• **WHAT NEEDS TO BE DONE**: Omit the pictures while printing every entry below exactly as given.

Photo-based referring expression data
____

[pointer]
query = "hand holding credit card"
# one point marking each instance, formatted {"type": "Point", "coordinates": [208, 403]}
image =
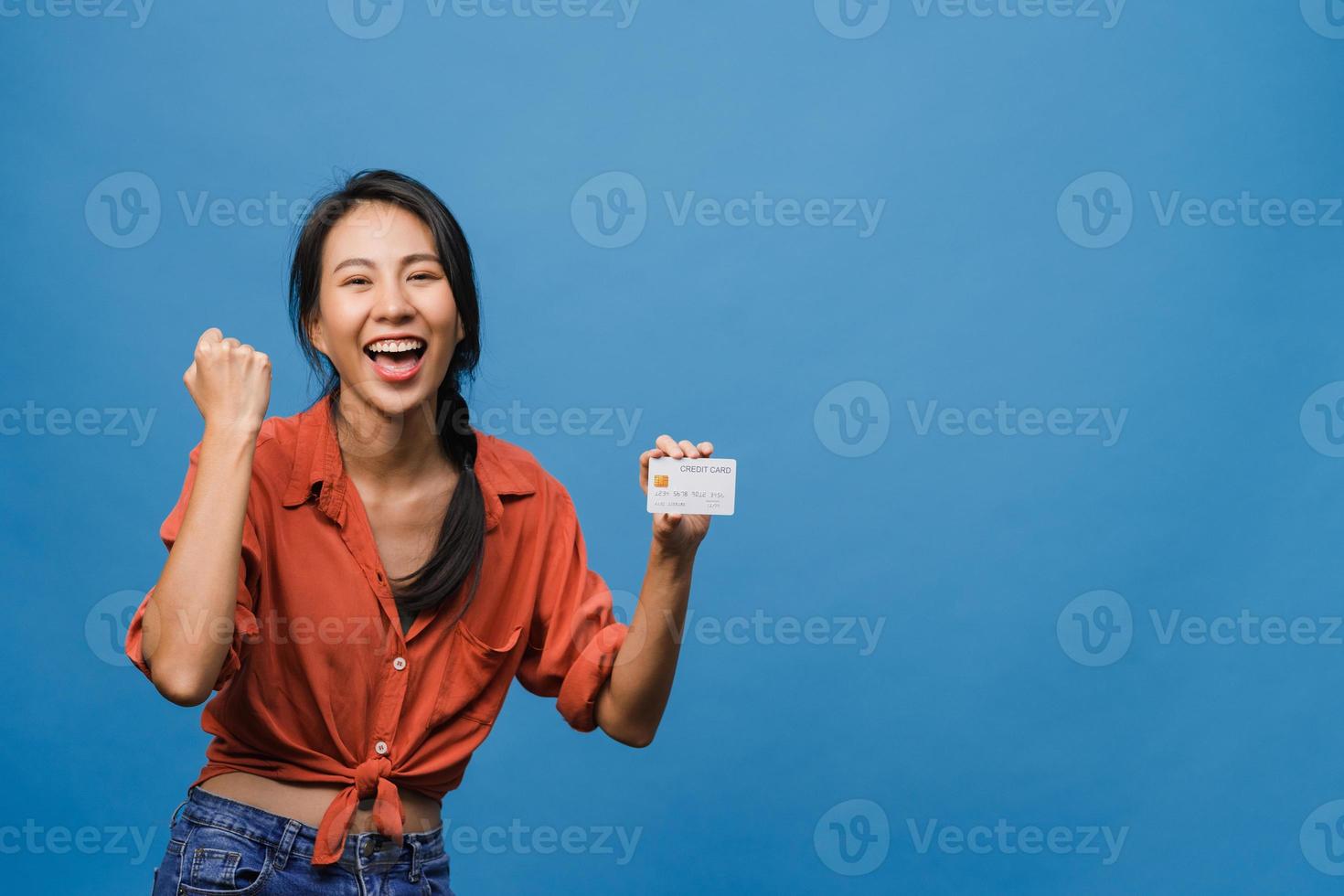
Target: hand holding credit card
{"type": "Point", "coordinates": [692, 485]}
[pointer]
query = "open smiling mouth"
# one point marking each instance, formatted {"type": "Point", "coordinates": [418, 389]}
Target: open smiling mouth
{"type": "Point", "coordinates": [395, 359]}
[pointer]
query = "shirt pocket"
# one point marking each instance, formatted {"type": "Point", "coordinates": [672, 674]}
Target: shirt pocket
{"type": "Point", "coordinates": [474, 681]}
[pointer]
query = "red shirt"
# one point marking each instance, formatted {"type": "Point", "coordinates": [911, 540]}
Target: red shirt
{"type": "Point", "coordinates": [320, 683]}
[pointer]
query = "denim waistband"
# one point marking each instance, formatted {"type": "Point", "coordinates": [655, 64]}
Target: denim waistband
{"type": "Point", "coordinates": [291, 837]}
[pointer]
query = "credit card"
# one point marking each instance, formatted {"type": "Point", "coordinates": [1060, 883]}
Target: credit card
{"type": "Point", "coordinates": [692, 485]}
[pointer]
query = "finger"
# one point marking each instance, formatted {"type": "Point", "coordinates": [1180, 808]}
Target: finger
{"type": "Point", "coordinates": [668, 445]}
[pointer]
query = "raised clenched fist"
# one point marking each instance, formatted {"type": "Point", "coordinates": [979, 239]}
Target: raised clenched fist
{"type": "Point", "coordinates": [229, 380]}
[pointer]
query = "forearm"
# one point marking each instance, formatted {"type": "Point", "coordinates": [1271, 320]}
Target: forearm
{"type": "Point", "coordinates": [188, 624]}
{"type": "Point", "coordinates": [631, 706]}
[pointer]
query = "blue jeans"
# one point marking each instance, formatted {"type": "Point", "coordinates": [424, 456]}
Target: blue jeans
{"type": "Point", "coordinates": [228, 848]}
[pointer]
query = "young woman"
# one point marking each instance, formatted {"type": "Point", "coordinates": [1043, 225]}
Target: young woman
{"type": "Point", "coordinates": [362, 581]}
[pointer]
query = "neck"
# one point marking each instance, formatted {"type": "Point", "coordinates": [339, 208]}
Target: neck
{"type": "Point", "coordinates": [394, 450]}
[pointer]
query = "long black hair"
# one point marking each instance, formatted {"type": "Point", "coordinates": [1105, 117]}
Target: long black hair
{"type": "Point", "coordinates": [461, 540]}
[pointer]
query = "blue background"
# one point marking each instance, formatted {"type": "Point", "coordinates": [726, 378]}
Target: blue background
{"type": "Point", "coordinates": [972, 709]}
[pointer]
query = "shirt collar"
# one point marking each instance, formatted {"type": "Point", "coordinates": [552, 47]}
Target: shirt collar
{"type": "Point", "coordinates": [317, 463]}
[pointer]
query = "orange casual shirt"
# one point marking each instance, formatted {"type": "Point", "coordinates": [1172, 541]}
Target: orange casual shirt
{"type": "Point", "coordinates": [320, 683]}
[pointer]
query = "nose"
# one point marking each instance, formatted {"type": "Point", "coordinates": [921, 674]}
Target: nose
{"type": "Point", "coordinates": [391, 305]}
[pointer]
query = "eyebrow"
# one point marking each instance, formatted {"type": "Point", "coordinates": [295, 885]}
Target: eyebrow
{"type": "Point", "coordinates": [409, 260]}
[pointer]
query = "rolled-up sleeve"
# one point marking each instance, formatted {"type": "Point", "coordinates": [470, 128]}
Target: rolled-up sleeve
{"type": "Point", "coordinates": [245, 602]}
{"type": "Point", "coordinates": [574, 637]}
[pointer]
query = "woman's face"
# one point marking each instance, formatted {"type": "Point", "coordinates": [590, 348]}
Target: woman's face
{"type": "Point", "coordinates": [386, 317]}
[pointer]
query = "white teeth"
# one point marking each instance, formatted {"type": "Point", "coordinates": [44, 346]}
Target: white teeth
{"type": "Point", "coordinates": [395, 346]}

____

• **RESPONSE BOX**:
[pointer]
query = "hand holding credit card"
# one point marking each instance, formatted {"type": "Point", "coordinates": [208, 403]}
image =
Target: hand holding credit card
{"type": "Point", "coordinates": [692, 485]}
[pointer]
query = "open smiling mouth"
# one point marking each instance, formatted {"type": "Point", "coordinates": [418, 389]}
Target: open smiling mouth
{"type": "Point", "coordinates": [395, 359]}
[pointer]
query = "shirt pocket"
# one point marking each instance, formatted {"type": "Point", "coordinates": [672, 674]}
Target: shirt pocket
{"type": "Point", "coordinates": [474, 681]}
[pointer]
query = "red shirt"
# one point marking each instance, formatted {"type": "Point", "coordinates": [911, 540]}
Target: red shirt
{"type": "Point", "coordinates": [320, 683]}
[pointer]
query = "denim waistband"
# one point marking each instance, formatted {"type": "Point", "coordinates": [655, 64]}
Target: denim waistband
{"type": "Point", "coordinates": [291, 837]}
[pointer]
query = "credit card"
# one point marking each instance, formatted {"type": "Point", "coordinates": [1060, 883]}
Target: credit card
{"type": "Point", "coordinates": [692, 485]}
[pointer]
query = "finger"
# one point marking each instance, formatted {"type": "Point", "coordinates": [1180, 808]}
Target: finger
{"type": "Point", "coordinates": [668, 445]}
[pointer]
query = "raised clenched fist"
# one point marking each instance, formatted {"type": "Point", "coordinates": [979, 239]}
Target: raised clenched fist
{"type": "Point", "coordinates": [229, 380]}
[pointer]
query = "forearm"
# one point marking each instance, formatted {"type": "Point", "coordinates": [1271, 320]}
Target: forearm
{"type": "Point", "coordinates": [188, 624]}
{"type": "Point", "coordinates": [631, 706]}
[pointer]
query = "blue jeans"
# one point marking each instance, formatted {"type": "Point", "coordinates": [424, 456]}
Target: blue jeans
{"type": "Point", "coordinates": [228, 848]}
[pointer]
query = "young woman"
# one point marking each instance, formatted {"type": "Point", "coordinates": [1043, 225]}
Target: young woman
{"type": "Point", "coordinates": [362, 581]}
[pointer]
query = "neck"
# one point marking each instance, formatted {"type": "Point", "coordinates": [339, 208]}
Target: neck
{"type": "Point", "coordinates": [394, 450]}
[pointer]
query = "long black hair"
# one point marking each instance, formatted {"type": "Point", "coordinates": [1105, 117]}
Target: long black hair
{"type": "Point", "coordinates": [461, 540]}
[pointer]
query = "blue background"
# one point marking each instance, formatted {"type": "Point", "coordinates": [726, 378]}
Target: blue background
{"type": "Point", "coordinates": [972, 709]}
[pointer]
query = "shirt collar"
# one point marking each instance, formatted {"type": "Point", "coordinates": [552, 47]}
Target: shirt collar
{"type": "Point", "coordinates": [317, 463]}
[pointer]
query = "orange casual shirt"
# one point marking each instance, formatted {"type": "Point", "coordinates": [1172, 541]}
Target: orange casual shirt
{"type": "Point", "coordinates": [320, 683]}
[pointer]
query = "nose"
# one point marking each instance, formatted {"type": "Point", "coordinates": [921, 674]}
Target: nose
{"type": "Point", "coordinates": [391, 305]}
[pointer]
query = "eyebrow"
# one point marking each instance, formatted {"type": "Point", "coordinates": [295, 885]}
Target: eyebrow
{"type": "Point", "coordinates": [409, 260]}
[pointer]
query = "rolled-up sleeve"
# one point marking each instance, formatted {"type": "Point", "coordinates": [470, 128]}
Target: rolled-up sleeve
{"type": "Point", "coordinates": [245, 602]}
{"type": "Point", "coordinates": [574, 637]}
[pointer]
query = "woman's face"
# one point marking each instance, formatted {"type": "Point", "coordinates": [590, 348]}
Target: woman's face
{"type": "Point", "coordinates": [386, 317]}
[pointer]
query = "white teeth"
# one point marking each instance, formatted {"type": "Point", "coordinates": [44, 346]}
Target: white teeth
{"type": "Point", "coordinates": [395, 346]}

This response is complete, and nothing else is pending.